Exercise
Decide whether each statement below agrees with the text on H1N1 flu, answering yes or no and quoting the exact words of the text that decide it. (a) H1N1 killed almost 14,000 people. (b) No H1N1 cases were reported after August 2010. (c) People are immune to newly evolved flu strains.

Swine / H1N1 Pandemic Flu 2011
In 2009, the talk and fear of seasonal flu was eclipsed in a big way by the fear instilled when H1N1, earlier known as “swine flu,” began reaching across the globe, eventually killing almost 14,000 people. Described as pandemic by the World Health Organization, H1N1 eventually seemed to fade away by early 2010. By August 2010, the WHO declared H1N1 swine flu was “post-pandemic“, the last phase of any pandemic.
However, H1N1 flu is still making people sick, even killing some patients in random areas of the world, and is expected to do so for years to come. According to the World Health Organizationand various news reports, cases of H1N1 were reported as late as December 2010 and January 2011 in England, Ireland, Germany, Sri Lanka, Korea, New Zealand and India.
The 2011 Flu Vaccine
Because new virus strains constantly evolve, and are therefore different from previous strains, we are not immune to the new strains. Once we are exposed to those new strains, our lack of immunity may mean we get that flu.

Input data
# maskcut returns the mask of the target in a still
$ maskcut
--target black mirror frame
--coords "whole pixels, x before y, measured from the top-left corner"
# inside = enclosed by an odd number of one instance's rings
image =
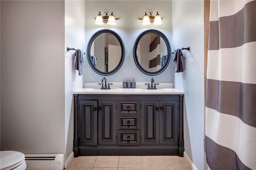
[[[137,59],[138,57],[136,52],[137,46],[139,43],[140,40],[143,37],[143,36],[149,33],[155,33],[160,36],[161,36],[161,37],[162,37],[162,38],[164,41],[165,44],[166,45],[166,47],[167,48],[167,60],[166,60],[166,63],[165,64],[164,64],[164,66],[161,68],[161,69],[155,72],[150,72],[145,70],[142,67],[141,67],[139,63],[139,62],[138,61]],[[142,32],[141,34],[140,34],[139,35],[139,36],[138,36],[138,38],[136,39],[135,42],[134,43],[134,45],[133,46],[133,59],[134,60],[134,62],[135,63],[136,66],[141,72],[147,75],[156,75],[159,74],[161,73],[164,71],[164,70],[166,69],[166,67],[168,66],[169,63],[170,63],[170,61],[171,59],[171,54],[172,53],[171,50],[171,45],[170,45],[170,43],[169,42],[169,41],[168,41],[167,38],[163,33],[156,30],[149,30]]]
[[[119,63],[114,70],[108,72],[101,71],[97,69],[92,63],[92,61],[90,59],[91,48],[92,47],[92,43],[95,38],[96,38],[98,35],[103,33],[110,33],[114,36],[115,37],[116,37],[116,38],[118,40],[119,42],[119,43],[120,43],[120,45],[121,46],[121,49],[122,51],[121,58]],[[124,63],[124,61],[125,49],[124,48],[124,42],[121,38],[121,37],[120,37],[120,36],[119,36],[119,35],[117,33],[114,31],[112,31],[110,30],[102,30],[94,33],[89,41],[88,45],[87,45],[87,50],[86,52],[86,54],[87,55],[87,60],[88,60],[88,62],[89,62],[90,66],[91,66],[92,69],[95,72],[102,75],[110,75],[114,74],[114,73],[116,72],[119,69],[120,69],[120,68],[121,68],[121,66],[122,66],[122,65]]]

Answer to this task
(a) Yes: "eventually killing almost 14,000 people"
(b) No: "cases of H1N1 were reported as late as December 2010 and January 2011"
(c) No: "we are not immune to the new strains"